[[ Reading text, beginning ]]
Materials and methods

Materials

Itraconazole was obtained as a gift sample from Cadila Healthcare Ltd. (Ahmedabad, India). Isopropyl myristate (IPM) was received as a gift sample from Bombay Tablets Pvt. Ltd. (Gandhinagar, India). Olive oil, oleic acid, and castor oil were purchased from National Chemicals (Vadodara, India). Tween 20, Tween 80, propylene glycol, and Cremophor EL were purchased from Sigma Aldrich (Mumbai, India). Methanol was purchased from Baroda Chemicals Ltd. (Vadodara, India). Capmul MCM was received as gift from Abitec Corporation (Ohio, USA). Labrasol, Labrafac, and Transcutol P were obtained as gift samples from Gattefosse (Lyon, France). Carbopol 934P was purchased from Corel Pharma (Ahmedabad, India) T. rubrum (MTCC no. 296) and C. albicans (MTCC no. 3018) were procured from Institute of Microbial Technology (Chandigarh, India). Double distilled water was used throughout the study. All other chemical reagents and solvents used were of analytical grade.
[[ Reading text, end ]]
[[ Stored data, beginning ]]
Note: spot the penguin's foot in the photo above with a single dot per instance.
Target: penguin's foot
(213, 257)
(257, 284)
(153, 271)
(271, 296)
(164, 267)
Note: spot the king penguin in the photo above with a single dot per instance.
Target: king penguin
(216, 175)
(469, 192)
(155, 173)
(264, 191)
[[ Stored data, end ]]
Tasks to complete =
**1)** In the itraconazole study text, which company supplied Capmul MCM?
**2)** Rewrite the paragraph of the itraconazole study text that begins "Itraconazole was obtained" as a list of items and their sources.

Per-task answers =
**1)** Abitec Corporation (Ohio, USA) supplied Capmul MCM as a gift.

**2)**
- Itraconazole: gift sample, Cadila Healthcare Ltd. (Ahmedabad, India)
- Isopropyl myristate (IPM): gift sample, Bombay Tablets Pvt. Ltd. (Gandhinagar, India)
- Olive oil, oleic acid, castor oil: purchased, National Chemicals (Vadodara, India)
- Tween 20, Tween 80, propylene glycol, Cremophor EL: purchased, Sigma Aldrich (Mumbai, India)
- Methanol: purchased, Baroda Chemicals Ltd. (Vadodara, India)
- Capmul MCM: gift, Abitec Corporation (Ohio, USA)
- Labrasol, Labrafac, Transcutol P: gift samples, Gattefosse (Lyon, France)
- Carbopol 934P: purchased, Corel Pharma (Ahmedabad, India)
- T. rubrum (MTCC no. 296) and C. albicans (MTCC no. 3018): Institute of Microbial Technology (Chandigarh, India)
- Double distilled water was used throughout; all other chemical reagents and solvents were analytical grade.